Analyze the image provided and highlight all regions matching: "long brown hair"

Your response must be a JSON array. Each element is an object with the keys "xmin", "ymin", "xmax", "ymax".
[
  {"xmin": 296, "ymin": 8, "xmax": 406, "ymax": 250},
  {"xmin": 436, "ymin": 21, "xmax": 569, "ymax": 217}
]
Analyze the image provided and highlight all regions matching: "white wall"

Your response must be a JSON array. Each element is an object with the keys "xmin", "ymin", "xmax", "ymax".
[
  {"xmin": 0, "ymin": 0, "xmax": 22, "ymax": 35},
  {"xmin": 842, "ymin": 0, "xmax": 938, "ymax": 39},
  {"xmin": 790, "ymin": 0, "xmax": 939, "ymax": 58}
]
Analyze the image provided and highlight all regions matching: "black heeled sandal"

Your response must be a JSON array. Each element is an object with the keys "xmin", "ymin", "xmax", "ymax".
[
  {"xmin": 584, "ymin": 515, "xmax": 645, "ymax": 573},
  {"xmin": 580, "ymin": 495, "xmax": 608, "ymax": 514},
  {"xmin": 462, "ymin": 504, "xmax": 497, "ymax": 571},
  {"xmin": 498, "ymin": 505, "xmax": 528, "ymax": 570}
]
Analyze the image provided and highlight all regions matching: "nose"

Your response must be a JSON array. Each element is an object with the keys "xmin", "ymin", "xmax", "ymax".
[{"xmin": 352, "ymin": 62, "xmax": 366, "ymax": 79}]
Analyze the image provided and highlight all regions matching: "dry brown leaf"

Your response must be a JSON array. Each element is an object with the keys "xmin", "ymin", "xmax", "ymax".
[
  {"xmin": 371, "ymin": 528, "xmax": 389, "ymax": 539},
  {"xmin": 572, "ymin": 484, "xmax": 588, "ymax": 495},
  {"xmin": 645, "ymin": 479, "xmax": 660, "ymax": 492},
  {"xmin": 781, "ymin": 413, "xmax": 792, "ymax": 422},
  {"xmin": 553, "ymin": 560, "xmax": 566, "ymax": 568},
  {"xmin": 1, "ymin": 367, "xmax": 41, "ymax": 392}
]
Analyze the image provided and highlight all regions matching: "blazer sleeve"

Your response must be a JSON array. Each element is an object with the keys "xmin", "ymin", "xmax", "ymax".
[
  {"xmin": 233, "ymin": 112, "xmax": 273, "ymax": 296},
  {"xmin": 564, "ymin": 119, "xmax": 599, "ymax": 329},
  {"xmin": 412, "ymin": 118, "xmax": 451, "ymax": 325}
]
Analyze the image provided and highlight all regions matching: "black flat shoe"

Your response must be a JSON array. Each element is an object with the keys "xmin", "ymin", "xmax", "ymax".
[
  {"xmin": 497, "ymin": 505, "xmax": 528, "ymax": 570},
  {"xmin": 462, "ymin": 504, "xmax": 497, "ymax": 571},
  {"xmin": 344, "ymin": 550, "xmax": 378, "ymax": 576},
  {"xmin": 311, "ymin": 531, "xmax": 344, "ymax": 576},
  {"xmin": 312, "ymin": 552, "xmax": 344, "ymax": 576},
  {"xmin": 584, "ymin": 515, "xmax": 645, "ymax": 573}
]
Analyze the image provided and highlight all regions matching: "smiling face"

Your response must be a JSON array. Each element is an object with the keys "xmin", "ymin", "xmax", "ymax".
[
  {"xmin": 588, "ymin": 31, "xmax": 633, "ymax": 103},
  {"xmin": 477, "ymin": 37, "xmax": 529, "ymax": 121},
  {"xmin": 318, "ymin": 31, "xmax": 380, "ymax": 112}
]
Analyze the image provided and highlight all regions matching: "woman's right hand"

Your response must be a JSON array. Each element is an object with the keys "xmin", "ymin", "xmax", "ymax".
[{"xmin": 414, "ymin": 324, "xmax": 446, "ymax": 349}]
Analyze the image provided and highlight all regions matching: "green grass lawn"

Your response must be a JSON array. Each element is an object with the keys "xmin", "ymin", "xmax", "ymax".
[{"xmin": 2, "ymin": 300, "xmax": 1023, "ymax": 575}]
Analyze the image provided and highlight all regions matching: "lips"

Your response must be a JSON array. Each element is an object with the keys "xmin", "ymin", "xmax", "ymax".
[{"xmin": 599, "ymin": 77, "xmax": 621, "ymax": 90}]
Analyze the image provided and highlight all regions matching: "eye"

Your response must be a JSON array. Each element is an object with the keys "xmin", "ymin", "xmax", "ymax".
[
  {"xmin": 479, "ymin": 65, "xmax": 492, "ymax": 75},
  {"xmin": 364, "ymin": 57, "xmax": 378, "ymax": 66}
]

**What you will do**:
Could you write out every entry above exactly as it appears?

**Exercise answer**:
Analyze the image provided and highlight all regions matching: "long brown hair"

Your response must be a JSON array. Each element is an object with the keys "xmin", "ymin", "xmax", "ymax".
[
  {"xmin": 296, "ymin": 8, "xmax": 406, "ymax": 250},
  {"xmin": 436, "ymin": 21, "xmax": 569, "ymax": 217}
]
Analyze the image provided and highlight all regions matching: "white wall"

Your response must be a JSON array. Each element is an object with the keys "xmin", "ymin", "xmax", "ymax".
[
  {"xmin": 0, "ymin": 0, "xmax": 22, "ymax": 35},
  {"xmin": 842, "ymin": 0, "xmax": 938, "ymax": 39},
  {"xmin": 790, "ymin": 0, "xmax": 939, "ymax": 58}
]
Analyze the image provided and highlight all regions matching: "black heeled sandal"

Your response must be a JSON array. Each element is an object with the keys "xmin", "ymin", "xmax", "ymax".
[
  {"xmin": 584, "ymin": 515, "xmax": 645, "ymax": 573},
  {"xmin": 580, "ymin": 495, "xmax": 608, "ymax": 514},
  {"xmin": 462, "ymin": 504, "xmax": 497, "ymax": 571},
  {"xmin": 498, "ymin": 505, "xmax": 528, "ymax": 570}
]
Analyze the image provided and highlight all regions matching: "nose"

Your response must be a JSON array. Each element is an object with the keys "xmin", "ymin", "xmax", "ymax".
[{"xmin": 352, "ymin": 62, "xmax": 366, "ymax": 79}]
Analyze the image provided and highlight all regions matching: "dry brown leaf"

Your response must be a JSON array. Each element is an object with the keys "xmin", "ymin", "xmax", "ymax".
[
  {"xmin": 371, "ymin": 528, "xmax": 389, "ymax": 539},
  {"xmin": 572, "ymin": 484, "xmax": 588, "ymax": 495},
  {"xmin": 645, "ymin": 479, "xmax": 660, "ymax": 492},
  {"xmin": 781, "ymin": 413, "xmax": 792, "ymax": 422},
  {"xmin": 553, "ymin": 560, "xmax": 566, "ymax": 568},
  {"xmin": 1, "ymin": 367, "xmax": 41, "ymax": 392}
]
Analyze the image provided and highlight all regions matching: "blazer sleeve"

Your response must be a JSON array. Each element is an object with the keys "xmin", "ymin", "xmax", "ymax".
[
  {"xmin": 233, "ymin": 112, "xmax": 273, "ymax": 296},
  {"xmin": 564, "ymin": 119, "xmax": 599, "ymax": 329},
  {"xmin": 412, "ymin": 118, "xmax": 451, "ymax": 325}
]
Analyze the image provided and highlight all regions matching: "black flat shoe"

Your response must be a JSON array. Each element is an object with the keys "xmin", "ymin", "xmax", "ymax".
[
  {"xmin": 497, "ymin": 505, "xmax": 528, "ymax": 570},
  {"xmin": 462, "ymin": 504, "xmax": 497, "ymax": 571},
  {"xmin": 344, "ymin": 550, "xmax": 378, "ymax": 576},
  {"xmin": 311, "ymin": 531, "xmax": 344, "ymax": 576},
  {"xmin": 312, "ymin": 552, "xmax": 344, "ymax": 576},
  {"xmin": 584, "ymin": 515, "xmax": 645, "ymax": 573}
]
Analyze the image provided and highlight all regions matching: "smiling face"

Your response must be a JSON array. Each element is an object with the keys "xmin", "ymin", "xmax", "ymax".
[
  {"xmin": 588, "ymin": 31, "xmax": 633, "ymax": 103},
  {"xmin": 477, "ymin": 37, "xmax": 529, "ymax": 121},
  {"xmin": 318, "ymin": 31, "xmax": 380, "ymax": 112}
]
Analyze the image provided and highlight all regions matching: "woman's right hand"

Your response must be a JSON array. Each element is an object with the keys "xmin", "ymin", "xmax", "ymax".
[{"xmin": 414, "ymin": 324, "xmax": 446, "ymax": 349}]
Analyze the image provided and highlight all regions matching: "green grass lawn"

Your response must be a JSON array. Each element is an object with the keys "xmin", "ymin", "xmax", "ymax".
[{"xmin": 2, "ymin": 300, "xmax": 1023, "ymax": 575}]
Analyze the image provided and highlight all regions matching: "lips"

Your response must be a JSON array. Each element is an object with the keys "xmin", "ymin", "xmax", "ymax".
[{"xmin": 599, "ymin": 77, "xmax": 621, "ymax": 90}]
Analyze the image provided and highlight all regions matching: "eye"

Your response must be a JSON array. Each element is an object with the keys "xmin", "ymin", "xmax", "ymax".
[
  {"xmin": 479, "ymin": 65, "xmax": 492, "ymax": 75},
  {"xmin": 364, "ymin": 57, "xmax": 378, "ymax": 66}
]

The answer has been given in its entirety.